Der Staat und nur der Staat

Wegen Covid-19 ist praktisch die ganze Welt in der Krise. Nach Angaben der Ernährungs- und Landwirtschaftsorganisation der Vereinten Nationen (FAO) steigen die Lebensmittelpreise weltweit so schnell wie seit 2011 nicht mehr.  Alles ist teuer, und Kuba, das bis zu 70 Prozent seiner Lebensmittel importiert, kann sich das jetzt nicht leisten. Das Land könnte jedoch eigene Produkte herstellen, aber dazu müssten die Kommunisten ihre bürokratischen Zügel lockern und es Unternehmern leichter machen. Obwohl zum ersten Mal seit der Revolution kein Castro und auch kein Revolutionsveteran mehr in der Regierung oder der Führung der Kommunistischen Partei Kubas sitzt, ist es nicht zu einem politischen Wandel gekommen. Als Präsident Miguel Díaz-Canel im April 2021 die Nachfolge von Fidels Bruder Raúl Castro an der Spitze der einzigen verfassungsmäßig zugelassenen Partei antrat, verkündete er stolz die continuidad. „Eine Kontinuität des Elends und der Repressionen“, schrieb Matienzo Puerto damals.

Arbeitsauftrag 1: Nenne alle Personen, die im Auszug über Kuba mit Namen erwähnt werden.
Arbeitsauftrag 2: Welchen Anteil seiner Lebensmittel importiert Kuba laut dem Auszug?
Die nachstehenden Zeilen stammen aus einer anderen Quelle.

Bereitgestellte Angaben:
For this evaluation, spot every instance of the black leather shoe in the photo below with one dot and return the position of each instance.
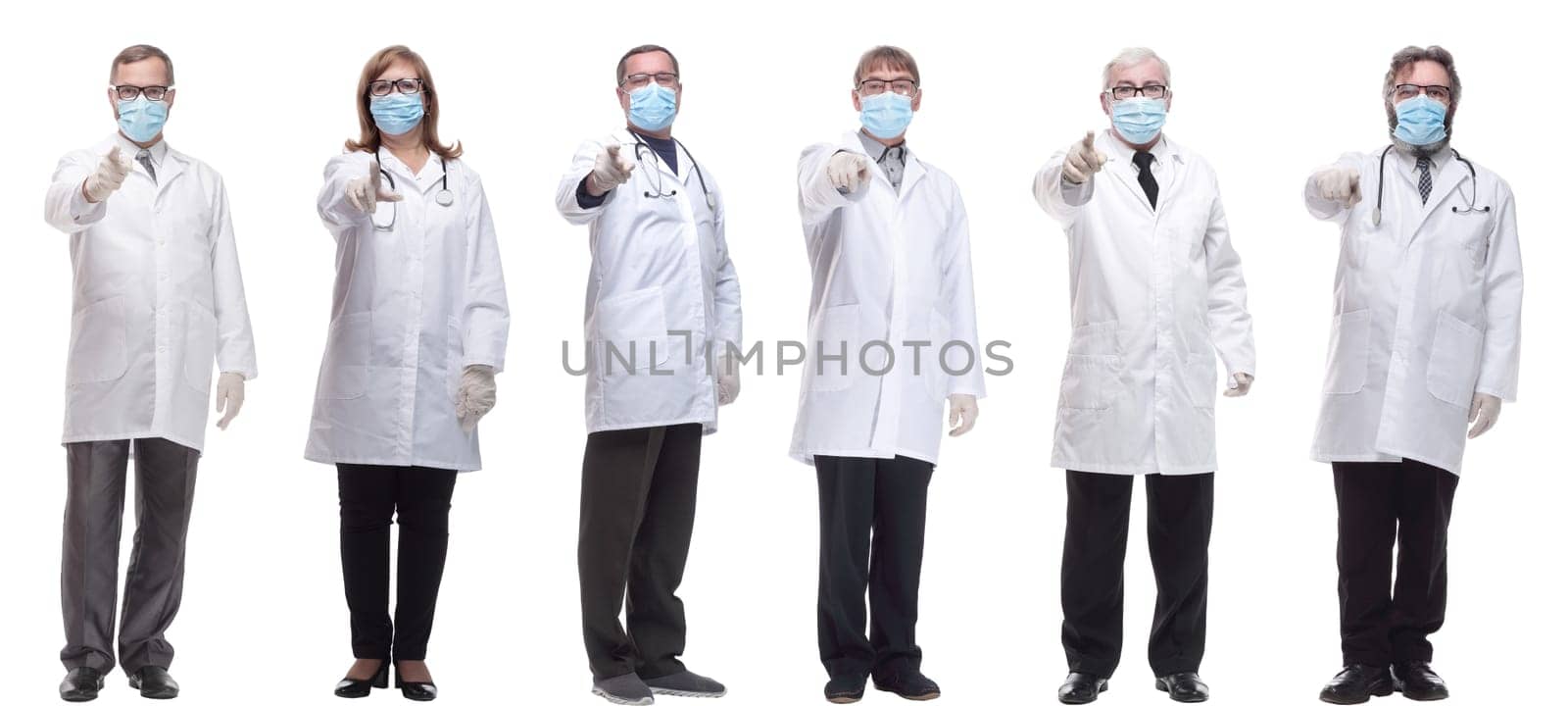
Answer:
(154, 682)
(416, 690)
(1419, 682)
(908, 684)
(1358, 682)
(82, 684)
(1183, 686)
(1082, 687)
(846, 689)
(361, 687)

Deine Antwort 1: Miguel Díaz-Canel, Fidel, Raúl Castro, Matienzo Puerto

Deine Antwort 2: Bis zu 70 Prozent.